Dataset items
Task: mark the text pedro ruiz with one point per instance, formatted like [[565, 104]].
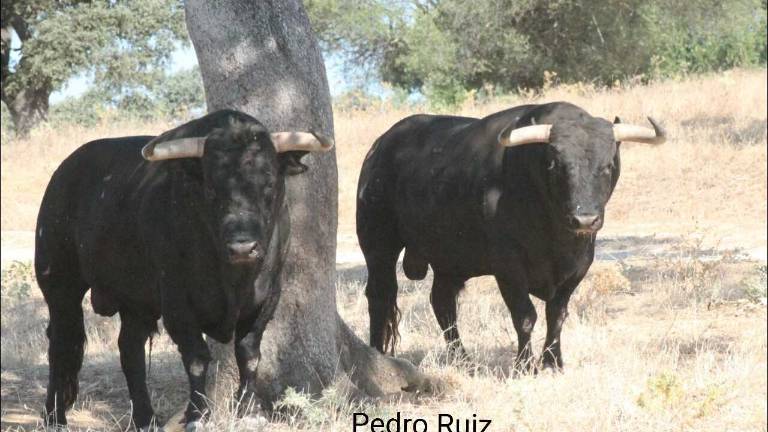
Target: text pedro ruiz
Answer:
[[361, 422]]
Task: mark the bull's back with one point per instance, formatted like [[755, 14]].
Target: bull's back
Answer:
[[87, 194]]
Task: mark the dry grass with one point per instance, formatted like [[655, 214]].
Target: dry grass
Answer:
[[636, 359], [671, 338], [711, 173]]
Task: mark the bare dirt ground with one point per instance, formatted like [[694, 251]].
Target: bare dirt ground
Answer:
[[668, 332]]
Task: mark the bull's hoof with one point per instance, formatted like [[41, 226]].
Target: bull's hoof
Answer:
[[524, 368], [551, 368], [152, 427], [194, 426], [254, 422]]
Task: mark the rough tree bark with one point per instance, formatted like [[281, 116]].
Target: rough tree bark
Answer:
[[262, 58]]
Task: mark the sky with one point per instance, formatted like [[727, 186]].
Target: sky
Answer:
[[185, 58]]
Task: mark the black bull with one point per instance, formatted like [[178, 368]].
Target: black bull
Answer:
[[470, 197], [194, 235]]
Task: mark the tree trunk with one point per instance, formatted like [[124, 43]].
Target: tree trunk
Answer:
[[261, 57]]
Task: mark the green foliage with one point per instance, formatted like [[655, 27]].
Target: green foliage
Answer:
[[5, 122], [17, 281], [177, 97], [124, 45], [711, 36], [756, 285], [445, 48]]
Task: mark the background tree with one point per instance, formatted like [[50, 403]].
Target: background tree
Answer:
[[122, 44], [262, 58], [444, 48]]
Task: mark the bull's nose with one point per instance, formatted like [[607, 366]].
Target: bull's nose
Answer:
[[586, 222], [244, 251]]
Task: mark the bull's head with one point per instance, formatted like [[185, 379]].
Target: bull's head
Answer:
[[580, 165], [239, 176]]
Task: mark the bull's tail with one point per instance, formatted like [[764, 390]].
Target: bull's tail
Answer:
[[381, 292], [66, 335]]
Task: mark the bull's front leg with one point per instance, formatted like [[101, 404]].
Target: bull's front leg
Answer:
[[557, 312], [514, 290], [196, 357], [248, 336], [248, 355]]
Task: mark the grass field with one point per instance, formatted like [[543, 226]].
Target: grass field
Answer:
[[668, 332]]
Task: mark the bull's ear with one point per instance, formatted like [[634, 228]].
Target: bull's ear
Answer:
[[290, 162]]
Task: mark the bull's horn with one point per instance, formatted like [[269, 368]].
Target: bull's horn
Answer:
[[301, 141], [174, 149], [641, 134], [525, 135]]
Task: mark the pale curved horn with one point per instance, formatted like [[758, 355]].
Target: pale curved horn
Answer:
[[641, 134], [301, 141], [525, 135], [174, 149]]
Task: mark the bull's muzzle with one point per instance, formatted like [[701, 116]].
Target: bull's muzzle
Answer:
[[585, 223]]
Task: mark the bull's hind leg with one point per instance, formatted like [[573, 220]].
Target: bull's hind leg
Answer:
[[445, 290], [63, 293], [381, 291], [381, 245], [514, 290], [134, 333], [557, 312]]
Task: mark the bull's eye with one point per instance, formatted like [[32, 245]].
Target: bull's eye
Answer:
[[209, 193]]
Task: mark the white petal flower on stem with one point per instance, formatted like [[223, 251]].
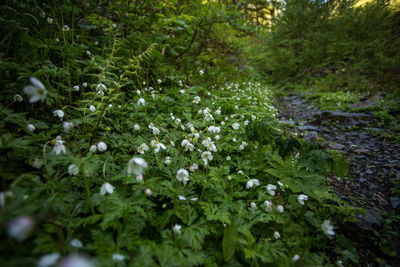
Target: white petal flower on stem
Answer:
[[18, 98], [59, 113], [36, 91], [67, 125], [48, 260], [143, 148], [141, 101], [76, 243], [295, 258], [148, 192], [73, 169], [177, 229], [327, 228], [101, 87], [93, 148], [187, 145], [20, 228], [271, 189], [118, 257], [277, 235], [59, 146], [268, 206], [31, 127], [167, 161], [157, 146], [156, 131], [301, 198], [193, 167], [206, 156], [136, 166], [106, 188], [101, 146], [252, 182], [279, 208], [182, 176]]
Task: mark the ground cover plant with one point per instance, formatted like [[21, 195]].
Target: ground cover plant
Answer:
[[134, 134]]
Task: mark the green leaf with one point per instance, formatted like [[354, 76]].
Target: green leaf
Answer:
[[229, 241]]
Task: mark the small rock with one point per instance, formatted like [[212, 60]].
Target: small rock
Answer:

What to produce → Across the records above, tally the lines that contain "green" and give the result as a number alone.

Written response → 4